INPUT MATERIAL:
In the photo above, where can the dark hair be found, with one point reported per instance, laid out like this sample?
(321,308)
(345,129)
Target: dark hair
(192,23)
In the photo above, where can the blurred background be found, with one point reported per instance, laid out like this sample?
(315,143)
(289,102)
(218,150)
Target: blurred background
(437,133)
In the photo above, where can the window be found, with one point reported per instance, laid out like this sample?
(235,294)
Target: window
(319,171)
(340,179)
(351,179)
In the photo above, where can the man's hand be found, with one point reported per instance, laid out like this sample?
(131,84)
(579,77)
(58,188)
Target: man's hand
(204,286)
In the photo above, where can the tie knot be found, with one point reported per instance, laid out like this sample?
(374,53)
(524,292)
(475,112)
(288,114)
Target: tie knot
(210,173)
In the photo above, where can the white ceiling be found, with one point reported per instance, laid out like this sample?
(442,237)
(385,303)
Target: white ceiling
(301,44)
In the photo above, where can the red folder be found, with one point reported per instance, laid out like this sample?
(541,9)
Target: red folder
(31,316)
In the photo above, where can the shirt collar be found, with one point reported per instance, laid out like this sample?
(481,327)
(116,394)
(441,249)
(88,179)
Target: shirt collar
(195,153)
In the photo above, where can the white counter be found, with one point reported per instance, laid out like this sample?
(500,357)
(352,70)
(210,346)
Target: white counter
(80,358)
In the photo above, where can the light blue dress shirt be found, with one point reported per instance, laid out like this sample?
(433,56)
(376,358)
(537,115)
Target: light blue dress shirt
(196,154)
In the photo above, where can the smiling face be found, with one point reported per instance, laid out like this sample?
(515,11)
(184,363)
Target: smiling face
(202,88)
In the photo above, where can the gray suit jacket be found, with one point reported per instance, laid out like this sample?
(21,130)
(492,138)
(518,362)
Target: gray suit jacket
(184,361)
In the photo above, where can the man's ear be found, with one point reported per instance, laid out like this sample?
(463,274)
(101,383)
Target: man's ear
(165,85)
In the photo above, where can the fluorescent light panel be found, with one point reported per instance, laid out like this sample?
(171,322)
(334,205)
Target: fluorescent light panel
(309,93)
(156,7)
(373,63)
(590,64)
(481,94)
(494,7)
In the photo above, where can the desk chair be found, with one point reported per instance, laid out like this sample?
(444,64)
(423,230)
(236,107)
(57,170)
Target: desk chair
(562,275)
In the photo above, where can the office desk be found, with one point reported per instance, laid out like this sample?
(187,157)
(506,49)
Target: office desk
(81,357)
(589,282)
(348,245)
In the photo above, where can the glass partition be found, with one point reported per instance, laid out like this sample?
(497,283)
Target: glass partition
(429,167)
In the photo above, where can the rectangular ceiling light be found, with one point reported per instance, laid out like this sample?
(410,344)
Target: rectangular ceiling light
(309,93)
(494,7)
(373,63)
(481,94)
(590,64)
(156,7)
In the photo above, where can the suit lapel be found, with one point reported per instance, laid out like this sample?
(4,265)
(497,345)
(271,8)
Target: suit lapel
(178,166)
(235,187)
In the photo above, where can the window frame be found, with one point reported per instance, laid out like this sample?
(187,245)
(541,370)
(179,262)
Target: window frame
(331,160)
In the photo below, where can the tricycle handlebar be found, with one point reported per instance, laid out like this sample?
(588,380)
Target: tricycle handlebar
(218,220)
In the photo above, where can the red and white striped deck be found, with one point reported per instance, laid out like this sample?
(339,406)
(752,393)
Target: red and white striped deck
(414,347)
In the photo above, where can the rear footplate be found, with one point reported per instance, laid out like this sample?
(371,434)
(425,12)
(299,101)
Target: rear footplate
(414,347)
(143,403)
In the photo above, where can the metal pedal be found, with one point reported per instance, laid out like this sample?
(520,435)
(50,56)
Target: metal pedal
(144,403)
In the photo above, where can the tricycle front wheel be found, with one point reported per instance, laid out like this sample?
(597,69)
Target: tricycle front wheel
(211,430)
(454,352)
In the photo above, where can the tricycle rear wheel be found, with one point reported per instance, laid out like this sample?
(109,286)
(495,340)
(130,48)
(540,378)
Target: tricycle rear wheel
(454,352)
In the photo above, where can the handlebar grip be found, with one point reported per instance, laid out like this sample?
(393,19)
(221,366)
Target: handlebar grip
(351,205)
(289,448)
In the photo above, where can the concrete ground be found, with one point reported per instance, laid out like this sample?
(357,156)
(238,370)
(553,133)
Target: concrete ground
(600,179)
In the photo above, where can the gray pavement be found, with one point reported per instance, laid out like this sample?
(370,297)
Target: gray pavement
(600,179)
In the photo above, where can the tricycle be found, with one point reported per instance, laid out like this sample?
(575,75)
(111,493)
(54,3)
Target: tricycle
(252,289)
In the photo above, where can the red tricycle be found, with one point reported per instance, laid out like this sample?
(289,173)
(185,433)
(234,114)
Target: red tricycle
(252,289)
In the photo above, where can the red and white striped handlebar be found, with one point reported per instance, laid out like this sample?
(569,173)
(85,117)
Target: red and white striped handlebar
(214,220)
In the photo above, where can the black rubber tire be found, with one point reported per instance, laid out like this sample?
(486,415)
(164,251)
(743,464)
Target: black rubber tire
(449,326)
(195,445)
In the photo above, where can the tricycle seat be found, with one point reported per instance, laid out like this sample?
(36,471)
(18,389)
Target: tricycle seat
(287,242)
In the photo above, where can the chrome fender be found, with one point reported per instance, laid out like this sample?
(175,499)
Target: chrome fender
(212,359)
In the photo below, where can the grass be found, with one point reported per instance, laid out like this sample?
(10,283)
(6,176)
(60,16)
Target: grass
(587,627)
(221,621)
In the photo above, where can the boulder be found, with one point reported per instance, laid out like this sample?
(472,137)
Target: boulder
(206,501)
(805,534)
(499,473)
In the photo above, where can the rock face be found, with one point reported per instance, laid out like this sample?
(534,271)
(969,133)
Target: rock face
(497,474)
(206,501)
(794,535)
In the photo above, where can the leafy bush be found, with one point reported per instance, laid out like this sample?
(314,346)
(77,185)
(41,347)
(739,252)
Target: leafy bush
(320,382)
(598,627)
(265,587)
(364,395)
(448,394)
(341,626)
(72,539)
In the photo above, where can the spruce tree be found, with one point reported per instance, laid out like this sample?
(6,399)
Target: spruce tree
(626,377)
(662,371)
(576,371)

EXERCISE OBJECTIVE: Set down each entry again, unchanged.

WRITTEN ANSWER:
In the photo above, where can the dark hair be found, with one point reported per instance, laid out like this sample?
(321,308)
(345,129)
Target: dark hair
(192,23)
In the photo above, where can the blurred background be found, with one point reported per instance, laid out like this sample?
(315,143)
(289,102)
(218,150)
Target: blurred background
(437,133)
In the photo above, where can the window be found, with one point reported per instance, laid out like this sample?
(235,294)
Target: window
(319,171)
(340,179)
(351,179)
In the photo above, where can the man's hand be found, with one point reported per instance, laid out like this sample?
(131,84)
(579,77)
(58,188)
Target: man's hand
(204,286)
In the photo above, where can the tie knot be found, with one point reported per instance, laid out like this sample?
(374,53)
(524,292)
(475,112)
(288,114)
Target: tie knot
(210,173)
In the photo above, where can the white ceiling be found, with one point reported per instance, laid out like this sample?
(442,237)
(385,303)
Target: white ceiling
(301,44)
In the photo above, where can the red folder be found, with one point reported per instance, laid out like this sample?
(541,9)
Target: red folder
(31,316)
In the photo above, where can the shirt collar be found, with one point reported per instance, laid out like this sample?
(481,327)
(116,394)
(441,249)
(88,179)
Target: shirt collar
(195,153)
In the photo above, where can the white counter be found, with one point reported per instance, laid out like this sample?
(500,357)
(352,70)
(210,346)
Target: white counter
(80,358)
In the photo above, where can the light blue dress shirt be found, with one point reported per instance, laid out like this sample?
(433,56)
(376,358)
(537,115)
Target: light blue dress shirt
(196,154)
In the photo above, where can the smiling face be found, with one point reported per instance, laid out like this sample?
(515,11)
(184,363)
Target: smiling face
(202,88)
In the photo above, where can the gray suit jacket be found, with one point reported per instance, laid out like this sample?
(21,130)
(492,138)
(518,362)
Target: gray suit jacket
(184,361)
In the photo above, where can the man's ear be found, with one point reported per instance, laid out like this sample?
(463,274)
(101,383)
Target: man's ear
(165,85)
In the photo above, where can the fluorescent light panel be found, with one point reported per instance, laid out like this sample?
(171,322)
(334,205)
Target: fluorescent light panel
(309,93)
(156,7)
(373,63)
(590,64)
(481,94)
(494,7)
In the photo above, where can the desk chair be found, with one point reported per instance, laid out like this sample?
(444,64)
(423,230)
(236,107)
(57,170)
Target: desk chair
(562,275)
In the photo above, where can the office desk be found, with one point reported per instance, laid out like this sample?
(187,157)
(506,49)
Target: office desk
(81,357)
(589,282)
(348,245)
In the photo above, where can the glass partition be found, with one point reported per instance, laid out like this sample?
(497,283)
Target: glass partition
(429,167)
In the photo above, where can the rectangular ceiling light be found, with one point reported per instance, laid out like this sample?
(410,344)
Target: rectangular ceiling light
(309,93)
(494,7)
(373,63)
(481,94)
(590,64)
(156,7)
In the photo above, where can the suit lapel be found, with one point reported per instance, laid out like this sample?
(4,265)
(497,345)
(271,8)
Target: suit lapel
(178,166)
(235,187)
In the photo above, where can the window frame be found, with one point reported per instance, laid out like this sample?
(187,245)
(541,370)
(179,262)
Target: window frame
(331,160)
In the photo below, where can the tricycle handlebar be found, with one point reported per instance, laid out like this sample?
(588,380)
Target: tricycle handlebar
(218,220)
In the photo above, where can the red and white striped deck be found, with one point reported per instance, laid out like this sample?
(339,406)
(752,393)
Target: red and white striped deck
(414,347)
In the photo above, where can the rear footplate be found, with one point reported per instance, laid out like this sample?
(371,434)
(425,12)
(299,101)
Target: rear footplate
(414,347)
(143,403)
In the photo above, where can the metal pedal be found, with one point reported per instance, laid out like this sample?
(520,435)
(50,56)
Target: metal pedal
(144,403)
In the photo above, where can the tricycle front wheel be found, with one point reported per instance, laid out like this sample?
(597,69)
Target: tricycle front wheel
(211,430)
(454,352)
In the photo above, where can the tricycle rear wheel be found, with one point reported per instance, laid out like this sample?
(109,286)
(495,340)
(130,48)
(540,378)
Target: tricycle rear wheel
(454,352)
In the photo above, where can the handlebar grip be found, with one point reported per instance, laid out like this sample?
(393,19)
(221,366)
Target: handlebar grip
(351,205)
(289,448)
In the photo above, where can the concrete ground be found, with one point reported per instance, laid out like this sample?
(357,156)
(238,370)
(553,133)
Target: concrete ground
(600,179)
In the photo above, where can the gray pavement be found, with one point reported per instance, laid out like this sample?
(370,297)
Target: gray pavement
(600,179)
In the photo above, where can the tricycle be found, with one point reported per instance, laid out like this sample?
(575,75)
(111,493)
(54,3)
Target: tricycle
(252,289)
In the photo above, where can the red tricycle be found, with one point reported per instance, laid out like this sample?
(289,173)
(185,433)
(234,114)
Target: red tricycle
(252,289)
In the photo above, where can the red and white striped handlebar be found, with one point reported per instance, laid out like this sample?
(569,173)
(85,117)
Target: red and white striped handlebar
(214,220)
In the photo above, where can the black rubber tire be found, with one point reported per instance, laid out like this sample?
(486,415)
(164,251)
(743,464)
Target: black rubber tire
(449,326)
(195,445)
In the photo above, where can the tricycle seat be found, with one point reported per instance, laid out like this sample?
(36,471)
(18,389)
Target: tricycle seat
(287,242)
In the photo above, where can the chrome fender be found, with one point reported per instance, laid out like this sample?
(175,499)
Target: chrome fender
(212,359)
In the photo below, where can the grass be found, with one point reported per instance, laid out like this sample?
(10,283)
(6,176)
(60,16)
Target: grass
(587,627)
(221,621)
In the photo above, where can the boulder be found, with one point reported per instance, laid out like this sample?
(472,137)
Target: boulder
(206,501)
(805,534)
(499,473)
In the photo above, where can the rock face be found, with one point reported per instance, laid out like this sample?
(534,271)
(969,133)
Target: rock face
(497,474)
(206,501)
(794,535)
In the photo above, where can the leafy bush be found, with one point reported per instance, laid out like this sample?
(314,346)
(77,185)
(41,347)
(739,252)
Target: leafy bush
(320,382)
(598,627)
(265,587)
(364,395)
(448,394)
(341,626)
(72,539)
In the photo above, where can the spruce tree be found, with one point reported per instance, laid out like this sample?
(6,399)
Target: spruce tree
(626,377)
(662,371)
(576,371)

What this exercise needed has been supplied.